* _Task requirements_
Counting only lines below that contain the string "cathedral", give the total as a single number.

Records shown START

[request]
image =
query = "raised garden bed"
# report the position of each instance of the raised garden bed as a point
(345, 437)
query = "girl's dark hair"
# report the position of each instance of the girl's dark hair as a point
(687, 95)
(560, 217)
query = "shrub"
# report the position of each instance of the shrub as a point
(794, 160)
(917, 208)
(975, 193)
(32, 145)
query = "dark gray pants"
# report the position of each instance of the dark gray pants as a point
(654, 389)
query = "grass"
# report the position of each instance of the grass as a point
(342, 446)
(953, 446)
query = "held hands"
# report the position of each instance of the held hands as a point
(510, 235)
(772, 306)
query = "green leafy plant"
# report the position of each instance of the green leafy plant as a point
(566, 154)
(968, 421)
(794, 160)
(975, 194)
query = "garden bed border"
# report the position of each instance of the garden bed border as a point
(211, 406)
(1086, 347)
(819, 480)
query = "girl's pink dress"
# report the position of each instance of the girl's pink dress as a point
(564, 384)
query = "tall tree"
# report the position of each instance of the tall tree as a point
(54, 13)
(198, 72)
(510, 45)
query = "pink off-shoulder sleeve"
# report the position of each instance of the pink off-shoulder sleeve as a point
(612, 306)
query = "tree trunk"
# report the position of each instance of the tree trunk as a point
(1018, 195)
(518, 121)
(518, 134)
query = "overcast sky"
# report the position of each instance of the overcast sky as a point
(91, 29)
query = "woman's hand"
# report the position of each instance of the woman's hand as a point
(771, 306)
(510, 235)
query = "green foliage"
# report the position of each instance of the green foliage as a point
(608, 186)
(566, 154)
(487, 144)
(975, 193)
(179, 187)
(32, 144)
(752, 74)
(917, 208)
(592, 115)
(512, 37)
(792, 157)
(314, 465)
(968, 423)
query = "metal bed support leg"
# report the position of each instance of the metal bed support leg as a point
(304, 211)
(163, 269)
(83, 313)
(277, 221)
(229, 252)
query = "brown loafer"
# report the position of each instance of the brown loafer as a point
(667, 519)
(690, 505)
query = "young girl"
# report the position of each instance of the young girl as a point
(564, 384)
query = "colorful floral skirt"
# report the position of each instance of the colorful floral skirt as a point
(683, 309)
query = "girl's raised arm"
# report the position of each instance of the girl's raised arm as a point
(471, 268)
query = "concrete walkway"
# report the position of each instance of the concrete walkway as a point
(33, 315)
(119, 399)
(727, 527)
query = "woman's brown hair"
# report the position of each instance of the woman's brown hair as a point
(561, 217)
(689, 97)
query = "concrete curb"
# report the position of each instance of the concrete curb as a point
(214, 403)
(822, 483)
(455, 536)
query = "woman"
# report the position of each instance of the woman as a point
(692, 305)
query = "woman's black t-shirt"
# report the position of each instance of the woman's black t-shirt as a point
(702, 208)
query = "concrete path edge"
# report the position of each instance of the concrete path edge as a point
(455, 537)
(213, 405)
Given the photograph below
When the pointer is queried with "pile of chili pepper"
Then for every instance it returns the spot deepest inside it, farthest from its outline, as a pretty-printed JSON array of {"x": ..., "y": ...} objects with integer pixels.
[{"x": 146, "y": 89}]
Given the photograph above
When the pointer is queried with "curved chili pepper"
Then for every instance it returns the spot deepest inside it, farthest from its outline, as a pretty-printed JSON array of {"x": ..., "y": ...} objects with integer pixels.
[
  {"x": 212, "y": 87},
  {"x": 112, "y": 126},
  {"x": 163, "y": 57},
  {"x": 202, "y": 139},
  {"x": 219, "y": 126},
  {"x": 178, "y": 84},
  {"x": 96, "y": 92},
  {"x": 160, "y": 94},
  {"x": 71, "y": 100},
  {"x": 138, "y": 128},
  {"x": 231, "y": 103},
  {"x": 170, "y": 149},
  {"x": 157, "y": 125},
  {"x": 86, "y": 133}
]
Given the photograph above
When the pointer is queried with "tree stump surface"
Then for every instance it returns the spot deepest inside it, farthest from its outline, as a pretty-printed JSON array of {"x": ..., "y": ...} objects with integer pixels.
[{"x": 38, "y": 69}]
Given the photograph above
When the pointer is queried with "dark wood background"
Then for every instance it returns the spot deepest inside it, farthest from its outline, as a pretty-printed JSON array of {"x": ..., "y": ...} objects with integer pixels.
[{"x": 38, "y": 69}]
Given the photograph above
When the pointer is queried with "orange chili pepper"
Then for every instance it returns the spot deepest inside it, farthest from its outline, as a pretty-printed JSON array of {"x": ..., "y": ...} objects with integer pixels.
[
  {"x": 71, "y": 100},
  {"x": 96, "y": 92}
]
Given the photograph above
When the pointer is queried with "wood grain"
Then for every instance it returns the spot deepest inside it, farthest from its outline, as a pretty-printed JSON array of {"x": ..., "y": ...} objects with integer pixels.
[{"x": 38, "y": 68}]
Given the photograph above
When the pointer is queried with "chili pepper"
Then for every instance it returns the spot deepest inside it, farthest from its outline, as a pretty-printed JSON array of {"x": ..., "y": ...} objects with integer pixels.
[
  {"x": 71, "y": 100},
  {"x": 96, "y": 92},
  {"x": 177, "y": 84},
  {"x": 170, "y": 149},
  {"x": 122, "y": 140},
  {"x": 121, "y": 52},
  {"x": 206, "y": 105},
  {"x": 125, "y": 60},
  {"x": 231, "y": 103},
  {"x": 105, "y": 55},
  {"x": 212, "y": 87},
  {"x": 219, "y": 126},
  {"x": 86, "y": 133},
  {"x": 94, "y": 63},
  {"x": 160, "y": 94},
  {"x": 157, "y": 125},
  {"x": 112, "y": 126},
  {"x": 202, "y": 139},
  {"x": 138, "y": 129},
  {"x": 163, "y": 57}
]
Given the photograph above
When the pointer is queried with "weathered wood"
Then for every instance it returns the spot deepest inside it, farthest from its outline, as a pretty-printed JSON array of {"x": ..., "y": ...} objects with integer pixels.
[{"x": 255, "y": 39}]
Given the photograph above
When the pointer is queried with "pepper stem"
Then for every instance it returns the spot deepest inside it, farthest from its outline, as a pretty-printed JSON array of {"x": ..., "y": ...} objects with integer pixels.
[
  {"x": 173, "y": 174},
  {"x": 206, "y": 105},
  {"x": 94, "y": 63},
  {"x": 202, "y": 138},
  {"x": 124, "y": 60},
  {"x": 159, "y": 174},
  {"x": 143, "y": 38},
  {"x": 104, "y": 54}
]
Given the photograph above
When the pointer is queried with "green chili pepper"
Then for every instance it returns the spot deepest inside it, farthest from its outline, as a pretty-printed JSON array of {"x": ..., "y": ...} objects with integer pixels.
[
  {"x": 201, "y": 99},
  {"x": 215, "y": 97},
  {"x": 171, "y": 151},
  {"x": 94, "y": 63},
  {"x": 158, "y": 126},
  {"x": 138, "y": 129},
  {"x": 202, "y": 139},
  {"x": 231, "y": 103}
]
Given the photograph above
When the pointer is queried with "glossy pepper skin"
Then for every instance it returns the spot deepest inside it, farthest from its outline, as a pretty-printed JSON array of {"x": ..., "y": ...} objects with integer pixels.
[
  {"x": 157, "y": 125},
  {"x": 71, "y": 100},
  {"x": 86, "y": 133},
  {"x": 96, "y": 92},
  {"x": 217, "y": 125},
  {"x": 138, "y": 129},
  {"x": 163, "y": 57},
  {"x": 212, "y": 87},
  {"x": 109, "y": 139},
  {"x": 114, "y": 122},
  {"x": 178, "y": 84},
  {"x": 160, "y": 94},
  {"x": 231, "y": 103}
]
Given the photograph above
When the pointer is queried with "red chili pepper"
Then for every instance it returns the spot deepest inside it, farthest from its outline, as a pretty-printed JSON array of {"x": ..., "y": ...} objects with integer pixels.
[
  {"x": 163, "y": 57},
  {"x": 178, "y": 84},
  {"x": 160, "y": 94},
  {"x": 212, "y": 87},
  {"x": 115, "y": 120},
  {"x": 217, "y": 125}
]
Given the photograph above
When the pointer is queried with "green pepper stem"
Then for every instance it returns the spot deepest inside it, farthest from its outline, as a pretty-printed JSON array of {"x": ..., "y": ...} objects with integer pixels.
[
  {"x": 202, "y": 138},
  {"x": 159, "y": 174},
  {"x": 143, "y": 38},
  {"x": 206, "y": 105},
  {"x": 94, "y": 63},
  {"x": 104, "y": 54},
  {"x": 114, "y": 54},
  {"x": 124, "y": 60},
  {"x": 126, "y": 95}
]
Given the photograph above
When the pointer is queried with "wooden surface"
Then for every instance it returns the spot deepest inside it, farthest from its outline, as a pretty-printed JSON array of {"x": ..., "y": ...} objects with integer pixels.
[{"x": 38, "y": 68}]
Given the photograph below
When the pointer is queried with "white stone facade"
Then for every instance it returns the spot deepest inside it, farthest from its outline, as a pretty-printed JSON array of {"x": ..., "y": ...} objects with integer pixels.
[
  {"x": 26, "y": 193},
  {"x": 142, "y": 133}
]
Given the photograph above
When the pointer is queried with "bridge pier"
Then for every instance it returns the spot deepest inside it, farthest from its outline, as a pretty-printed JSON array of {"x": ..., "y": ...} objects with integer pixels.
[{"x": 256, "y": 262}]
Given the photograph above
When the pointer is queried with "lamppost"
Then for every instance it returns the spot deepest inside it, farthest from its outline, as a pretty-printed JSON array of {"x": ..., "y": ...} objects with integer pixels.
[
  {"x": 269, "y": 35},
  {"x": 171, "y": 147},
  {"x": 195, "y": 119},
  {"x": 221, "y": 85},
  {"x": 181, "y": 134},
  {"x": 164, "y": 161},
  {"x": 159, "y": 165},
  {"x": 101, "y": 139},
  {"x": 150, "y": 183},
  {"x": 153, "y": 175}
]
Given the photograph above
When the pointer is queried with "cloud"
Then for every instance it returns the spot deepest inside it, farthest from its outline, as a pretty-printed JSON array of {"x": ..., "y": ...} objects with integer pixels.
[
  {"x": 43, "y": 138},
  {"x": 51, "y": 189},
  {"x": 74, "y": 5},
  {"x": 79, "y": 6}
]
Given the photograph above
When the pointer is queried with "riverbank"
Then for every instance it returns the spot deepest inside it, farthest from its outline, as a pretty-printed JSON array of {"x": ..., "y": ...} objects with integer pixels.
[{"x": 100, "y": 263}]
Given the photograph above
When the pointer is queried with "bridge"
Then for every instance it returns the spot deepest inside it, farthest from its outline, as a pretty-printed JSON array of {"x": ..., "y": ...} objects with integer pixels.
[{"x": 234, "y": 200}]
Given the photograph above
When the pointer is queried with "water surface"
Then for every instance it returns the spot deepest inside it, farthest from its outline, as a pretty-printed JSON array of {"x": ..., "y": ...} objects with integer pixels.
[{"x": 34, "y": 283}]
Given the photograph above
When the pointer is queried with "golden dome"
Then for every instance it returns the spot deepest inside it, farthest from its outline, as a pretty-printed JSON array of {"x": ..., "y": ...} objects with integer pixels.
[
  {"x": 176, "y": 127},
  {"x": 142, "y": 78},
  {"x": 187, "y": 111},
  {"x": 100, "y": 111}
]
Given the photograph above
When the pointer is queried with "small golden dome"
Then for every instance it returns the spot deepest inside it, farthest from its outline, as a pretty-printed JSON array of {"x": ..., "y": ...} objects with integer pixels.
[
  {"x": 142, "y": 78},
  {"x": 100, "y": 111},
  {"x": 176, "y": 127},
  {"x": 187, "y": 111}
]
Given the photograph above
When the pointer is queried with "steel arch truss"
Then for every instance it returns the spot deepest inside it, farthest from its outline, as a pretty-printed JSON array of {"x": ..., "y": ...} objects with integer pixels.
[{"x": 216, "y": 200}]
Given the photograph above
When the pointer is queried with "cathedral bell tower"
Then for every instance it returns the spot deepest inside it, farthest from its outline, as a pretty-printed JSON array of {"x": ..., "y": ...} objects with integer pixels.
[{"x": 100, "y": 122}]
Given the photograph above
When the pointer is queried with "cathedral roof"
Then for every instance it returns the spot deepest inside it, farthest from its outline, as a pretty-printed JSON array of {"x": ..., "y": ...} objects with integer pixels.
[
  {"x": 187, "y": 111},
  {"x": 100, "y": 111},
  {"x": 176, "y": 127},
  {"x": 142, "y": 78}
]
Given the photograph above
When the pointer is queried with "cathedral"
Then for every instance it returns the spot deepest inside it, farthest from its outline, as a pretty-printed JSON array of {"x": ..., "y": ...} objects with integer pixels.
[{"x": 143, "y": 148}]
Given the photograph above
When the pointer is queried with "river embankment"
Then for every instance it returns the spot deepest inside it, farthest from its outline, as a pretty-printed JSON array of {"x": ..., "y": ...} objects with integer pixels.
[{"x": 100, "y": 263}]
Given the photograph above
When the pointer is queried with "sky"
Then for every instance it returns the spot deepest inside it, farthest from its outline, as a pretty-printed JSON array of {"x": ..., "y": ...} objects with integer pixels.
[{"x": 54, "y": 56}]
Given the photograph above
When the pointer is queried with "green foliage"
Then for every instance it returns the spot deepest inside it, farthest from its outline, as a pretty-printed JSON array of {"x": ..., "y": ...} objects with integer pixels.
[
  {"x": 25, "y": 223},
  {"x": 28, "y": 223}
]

Records shown END

* _Response below_
3